Monthly bills under a discounted CFA were not statute bills, High Court rules

A master was wrong to find that monthly bills delivered by a solicitor to his client under a discounted conditional fee agreement (CFA) were statute bills, the High Court has found.

As a result of the decision of Master Rowley (pictured), the client lost the right to seek a detailed assessment of some of those bills.

In Sprey v Rawlison Butler LLP [2018] EWHC 354 (QB), the Sussex law firm acted for Laurence Sprey in a professional negligence case, initially under a conventional retainer and then, for two and a half years to September 2015, under a discounted CFA. This provided that the claimant would pay the firm 40% of its normal rates if he lost the claim; if he won, he would pay the normal rates plus a 50% success fee.

The case eventually settled for £525,000 after the claimant had parted company with the solicitors.

Rawlinson Butler billed Mr Sprey monthly, at the 40% discounted rate during the period covered by the CFA. In October 2015, it billed him for the balance between the normal rate and the discounted rate and, in January 2016, for the success fee.

Mr Sprey paid all of the bills apart from the last four of the so-called 40% invoices, the balancing invoice and the success fee.

On assessment, Master Rowley ruled that the 40% invoices were interim statute bills because the invoices “were not intended to be and could not have been final bills in respect of the work covered by them”. He also found that Rawlinson Butler had the right to deliver interim statute bills under the CFA.

> **Records shown**
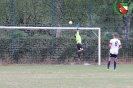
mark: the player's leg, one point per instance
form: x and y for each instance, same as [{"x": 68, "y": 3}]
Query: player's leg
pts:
[
  {"x": 79, "y": 51},
  {"x": 109, "y": 61},
  {"x": 115, "y": 62},
  {"x": 82, "y": 50}
]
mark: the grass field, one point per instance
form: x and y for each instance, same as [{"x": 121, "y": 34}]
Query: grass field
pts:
[{"x": 61, "y": 76}]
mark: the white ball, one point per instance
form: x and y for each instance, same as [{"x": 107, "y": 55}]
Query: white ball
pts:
[{"x": 70, "y": 22}]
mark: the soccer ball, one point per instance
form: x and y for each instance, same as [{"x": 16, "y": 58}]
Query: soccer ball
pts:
[{"x": 70, "y": 22}]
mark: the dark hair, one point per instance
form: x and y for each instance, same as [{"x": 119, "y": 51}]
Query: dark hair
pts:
[{"x": 115, "y": 35}]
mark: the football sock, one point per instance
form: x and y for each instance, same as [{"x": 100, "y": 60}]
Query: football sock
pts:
[
  {"x": 108, "y": 64},
  {"x": 79, "y": 55},
  {"x": 83, "y": 52},
  {"x": 114, "y": 64}
]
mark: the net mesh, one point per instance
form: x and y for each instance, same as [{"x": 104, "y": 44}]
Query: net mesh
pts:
[
  {"x": 40, "y": 46},
  {"x": 47, "y": 13}
]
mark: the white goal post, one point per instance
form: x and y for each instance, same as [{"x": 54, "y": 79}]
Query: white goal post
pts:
[{"x": 65, "y": 28}]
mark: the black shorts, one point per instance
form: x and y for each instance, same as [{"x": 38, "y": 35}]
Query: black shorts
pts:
[
  {"x": 79, "y": 46},
  {"x": 113, "y": 55}
]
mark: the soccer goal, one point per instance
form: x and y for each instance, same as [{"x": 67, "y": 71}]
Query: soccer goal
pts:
[{"x": 95, "y": 30}]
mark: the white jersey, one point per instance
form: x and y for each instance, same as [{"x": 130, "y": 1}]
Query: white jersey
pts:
[{"x": 115, "y": 44}]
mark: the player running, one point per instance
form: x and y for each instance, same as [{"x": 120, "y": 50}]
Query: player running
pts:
[
  {"x": 79, "y": 44},
  {"x": 115, "y": 45}
]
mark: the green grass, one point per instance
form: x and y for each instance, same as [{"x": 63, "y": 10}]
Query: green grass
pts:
[{"x": 39, "y": 76}]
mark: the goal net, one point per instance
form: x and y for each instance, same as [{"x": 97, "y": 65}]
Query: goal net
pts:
[{"x": 39, "y": 44}]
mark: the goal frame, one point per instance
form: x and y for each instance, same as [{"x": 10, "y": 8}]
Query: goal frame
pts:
[{"x": 65, "y": 28}]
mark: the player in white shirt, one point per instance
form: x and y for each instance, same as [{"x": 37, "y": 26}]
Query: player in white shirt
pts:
[{"x": 115, "y": 45}]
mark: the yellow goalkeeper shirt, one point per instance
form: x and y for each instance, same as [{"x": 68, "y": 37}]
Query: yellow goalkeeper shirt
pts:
[{"x": 78, "y": 38}]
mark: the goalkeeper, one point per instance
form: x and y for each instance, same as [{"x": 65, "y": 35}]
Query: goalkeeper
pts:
[{"x": 79, "y": 44}]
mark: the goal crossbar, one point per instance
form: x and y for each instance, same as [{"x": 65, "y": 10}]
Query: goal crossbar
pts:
[{"x": 65, "y": 28}]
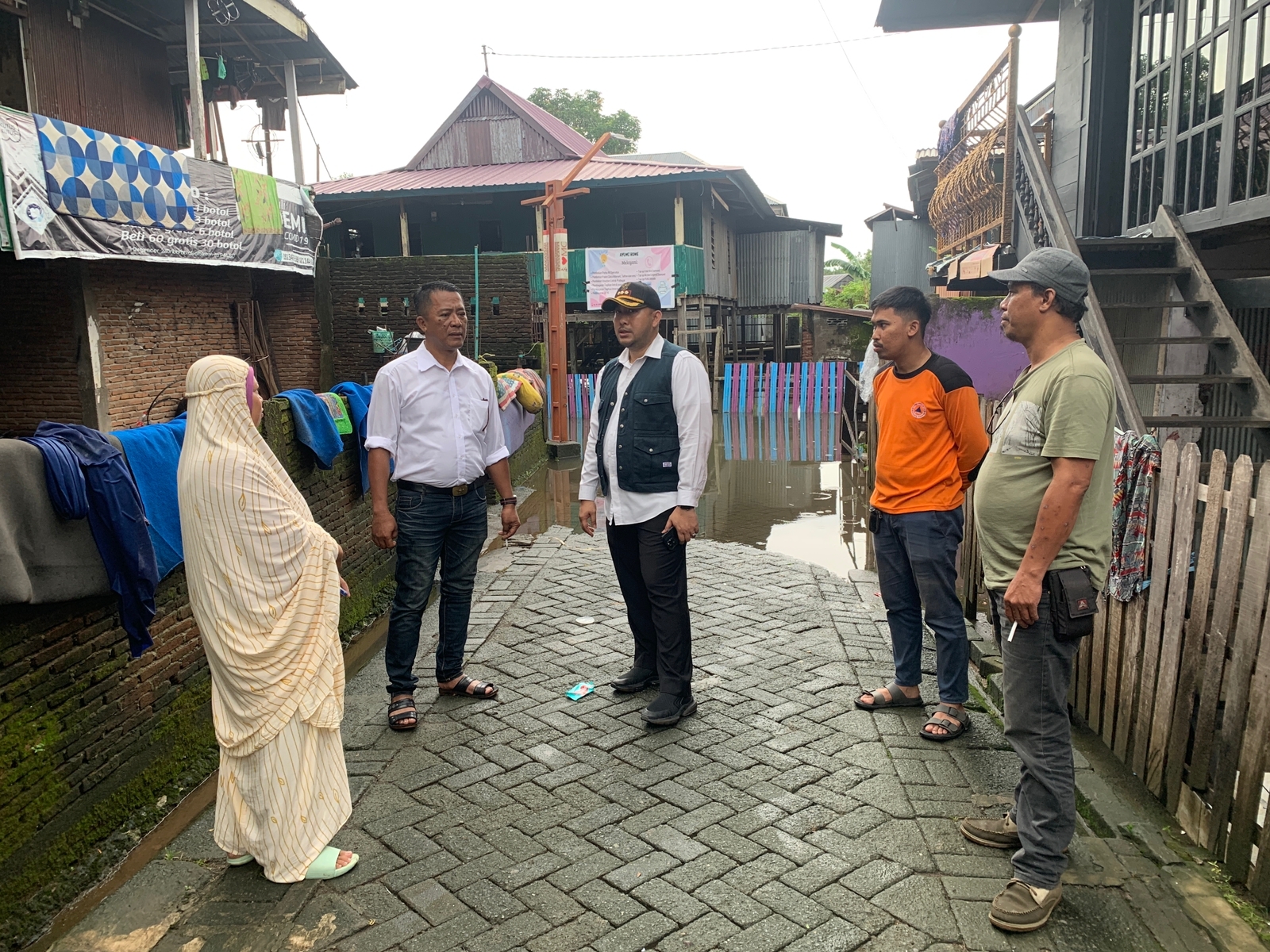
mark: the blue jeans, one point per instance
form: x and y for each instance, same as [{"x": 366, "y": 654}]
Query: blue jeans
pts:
[
  {"x": 433, "y": 527},
  {"x": 1037, "y": 673},
  {"x": 918, "y": 566}
]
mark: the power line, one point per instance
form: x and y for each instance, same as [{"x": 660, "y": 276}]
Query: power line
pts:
[
  {"x": 711, "y": 52},
  {"x": 302, "y": 105},
  {"x": 845, "y": 56}
]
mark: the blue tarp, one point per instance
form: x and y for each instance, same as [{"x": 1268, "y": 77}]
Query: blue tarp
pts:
[
  {"x": 359, "y": 405},
  {"x": 315, "y": 427},
  {"x": 152, "y": 455},
  {"x": 114, "y": 514}
]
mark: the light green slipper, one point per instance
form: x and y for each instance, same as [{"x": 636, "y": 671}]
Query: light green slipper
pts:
[{"x": 324, "y": 866}]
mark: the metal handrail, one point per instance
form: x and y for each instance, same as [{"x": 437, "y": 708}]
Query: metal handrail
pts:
[{"x": 1054, "y": 230}]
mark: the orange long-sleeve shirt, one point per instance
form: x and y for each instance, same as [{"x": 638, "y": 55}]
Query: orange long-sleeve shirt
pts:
[{"x": 930, "y": 437}]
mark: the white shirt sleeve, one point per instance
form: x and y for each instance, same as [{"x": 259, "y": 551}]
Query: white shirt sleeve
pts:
[
  {"x": 495, "y": 441},
  {"x": 690, "y": 387},
  {"x": 588, "y": 488},
  {"x": 383, "y": 418}
]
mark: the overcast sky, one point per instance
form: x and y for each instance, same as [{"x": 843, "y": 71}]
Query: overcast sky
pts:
[{"x": 812, "y": 135}]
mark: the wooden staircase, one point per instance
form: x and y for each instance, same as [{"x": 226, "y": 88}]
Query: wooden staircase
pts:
[
  {"x": 1181, "y": 353},
  {"x": 1179, "y": 363}
]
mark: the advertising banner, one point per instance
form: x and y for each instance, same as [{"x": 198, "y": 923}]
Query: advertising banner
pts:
[
  {"x": 609, "y": 268},
  {"x": 73, "y": 192}
]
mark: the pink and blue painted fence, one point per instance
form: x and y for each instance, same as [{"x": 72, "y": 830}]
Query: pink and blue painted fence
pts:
[{"x": 784, "y": 387}]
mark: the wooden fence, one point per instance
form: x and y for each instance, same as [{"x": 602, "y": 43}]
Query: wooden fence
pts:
[
  {"x": 1178, "y": 679},
  {"x": 779, "y": 387}
]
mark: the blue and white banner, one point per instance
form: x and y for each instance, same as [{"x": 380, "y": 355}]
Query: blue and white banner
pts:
[{"x": 73, "y": 192}]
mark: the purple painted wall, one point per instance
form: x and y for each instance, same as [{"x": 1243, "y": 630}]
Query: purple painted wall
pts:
[{"x": 967, "y": 330}]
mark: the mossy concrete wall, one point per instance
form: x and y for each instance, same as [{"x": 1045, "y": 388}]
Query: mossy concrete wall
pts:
[{"x": 967, "y": 330}]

> **Set of tasks**
- A) According to the article on the discounted CFA ruling, what amount did the case eventually settle for?
- B) Count the lines of the records that contain the string "long", treating uppercase and lowercase letters as different, and give only the number.
The article and the records are unrelated material.

> **Results in order**
- A) The case settled for £525,000.

- B) 2